Text block.
---

CDC Warns About Rare, Polio-Like 'Mystery Illness' in Kids

The U.S. Centers for Disease Control and Prevention is warning parents about a rare disease known as acute flaccid myelitis (AFM), a polio-like “mystery illness” that may cause arm or leg weakness and paralysis, particularly in children.

AFM remains an extremely rare condition, but it is a serious disease that affects the nervous system and results in polio-like symptoms that can carry long-term effects, the CDC says. It affects a person’s nervous system, specifically the spinal cord, causing weakness in one or more limbs. AFM or neurologic conditions like it have a variety of causes such as viruses, environmental toxins, and genetic disorders, the CDC says.

In 2018, so far, the CDC has received reports of 127 patients under investigation (PUIs), with 62 cases confirmed as AFM in 22 states. The states were not disclosed. The CDC, along with state and local health departments, are investigating some of these PUIs.

Of the confirmed cases, the average age is about 4 years old. More than 90 percent of the cases are in children age 18 years and younger. One death of a child diagnosed with AFM occurred in 2017.

---

Work order. Rewrite the article on acute flaccid myelitis from "CDC Warns About" up to and including "particularly in children.", putting "families" wherever "parents" appears.

---

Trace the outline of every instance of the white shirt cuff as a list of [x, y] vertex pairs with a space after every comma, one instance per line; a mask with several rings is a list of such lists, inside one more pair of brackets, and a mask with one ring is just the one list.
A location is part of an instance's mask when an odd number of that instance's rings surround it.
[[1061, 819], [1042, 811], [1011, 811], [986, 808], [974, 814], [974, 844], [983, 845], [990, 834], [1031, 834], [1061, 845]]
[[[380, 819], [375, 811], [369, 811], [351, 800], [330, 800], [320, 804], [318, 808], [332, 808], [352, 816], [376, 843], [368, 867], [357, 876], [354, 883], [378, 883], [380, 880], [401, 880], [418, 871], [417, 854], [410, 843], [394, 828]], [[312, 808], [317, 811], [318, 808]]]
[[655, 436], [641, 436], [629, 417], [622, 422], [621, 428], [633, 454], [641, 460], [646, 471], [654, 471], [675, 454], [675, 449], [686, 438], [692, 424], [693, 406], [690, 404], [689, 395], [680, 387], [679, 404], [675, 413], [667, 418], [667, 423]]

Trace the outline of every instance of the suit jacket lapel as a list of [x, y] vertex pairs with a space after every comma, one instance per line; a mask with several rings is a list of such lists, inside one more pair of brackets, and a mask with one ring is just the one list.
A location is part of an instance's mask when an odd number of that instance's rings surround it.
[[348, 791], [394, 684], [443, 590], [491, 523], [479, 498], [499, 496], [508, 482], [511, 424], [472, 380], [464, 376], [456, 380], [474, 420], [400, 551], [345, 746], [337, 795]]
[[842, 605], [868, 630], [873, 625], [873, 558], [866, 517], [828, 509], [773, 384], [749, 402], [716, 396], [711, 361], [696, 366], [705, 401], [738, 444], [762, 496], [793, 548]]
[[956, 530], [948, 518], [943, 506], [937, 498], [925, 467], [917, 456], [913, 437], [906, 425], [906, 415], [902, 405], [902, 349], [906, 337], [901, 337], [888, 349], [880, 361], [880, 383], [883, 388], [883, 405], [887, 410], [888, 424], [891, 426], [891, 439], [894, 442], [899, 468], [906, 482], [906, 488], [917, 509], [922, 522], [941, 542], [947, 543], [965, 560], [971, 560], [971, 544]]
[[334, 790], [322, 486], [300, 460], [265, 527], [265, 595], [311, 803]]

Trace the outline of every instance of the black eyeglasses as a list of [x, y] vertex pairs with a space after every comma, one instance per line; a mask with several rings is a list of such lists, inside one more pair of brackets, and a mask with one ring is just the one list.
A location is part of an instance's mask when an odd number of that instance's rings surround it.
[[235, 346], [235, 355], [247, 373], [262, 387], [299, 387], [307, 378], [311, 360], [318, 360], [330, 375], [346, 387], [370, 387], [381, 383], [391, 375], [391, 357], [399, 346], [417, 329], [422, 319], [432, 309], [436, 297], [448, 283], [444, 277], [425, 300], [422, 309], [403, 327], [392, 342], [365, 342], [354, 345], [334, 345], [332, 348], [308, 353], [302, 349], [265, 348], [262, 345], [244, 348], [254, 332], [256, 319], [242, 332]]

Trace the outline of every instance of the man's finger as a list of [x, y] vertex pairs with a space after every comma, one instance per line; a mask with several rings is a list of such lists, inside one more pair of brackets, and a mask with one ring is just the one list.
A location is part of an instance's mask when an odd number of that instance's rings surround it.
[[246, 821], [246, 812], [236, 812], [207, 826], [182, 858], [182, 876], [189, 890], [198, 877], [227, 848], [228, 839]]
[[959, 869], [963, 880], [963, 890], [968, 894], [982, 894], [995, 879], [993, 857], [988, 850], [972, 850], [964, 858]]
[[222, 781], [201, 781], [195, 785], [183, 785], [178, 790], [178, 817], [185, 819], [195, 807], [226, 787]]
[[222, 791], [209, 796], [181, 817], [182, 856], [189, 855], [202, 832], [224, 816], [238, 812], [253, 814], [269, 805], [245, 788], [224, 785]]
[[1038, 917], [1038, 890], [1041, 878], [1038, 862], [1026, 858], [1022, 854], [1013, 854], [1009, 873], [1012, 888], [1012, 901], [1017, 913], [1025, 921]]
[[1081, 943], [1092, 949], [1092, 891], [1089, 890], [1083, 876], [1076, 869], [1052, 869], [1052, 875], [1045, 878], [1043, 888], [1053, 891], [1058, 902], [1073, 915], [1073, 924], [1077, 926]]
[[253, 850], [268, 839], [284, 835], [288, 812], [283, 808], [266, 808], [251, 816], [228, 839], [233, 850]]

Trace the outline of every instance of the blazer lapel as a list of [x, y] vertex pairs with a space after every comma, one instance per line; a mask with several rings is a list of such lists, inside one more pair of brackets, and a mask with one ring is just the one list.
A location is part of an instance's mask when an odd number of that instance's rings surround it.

---

Expected output.
CDC Warns About Rare, Polio-Like 'Mystery Illness' in Kids

The U.S. Centers for Disease Control and Prevention is warning families about a rare disease known as acute flaccid myelitis (AFM), a polio-like “mystery illness” that may cause arm or leg weakness and paralysis, particularly in children.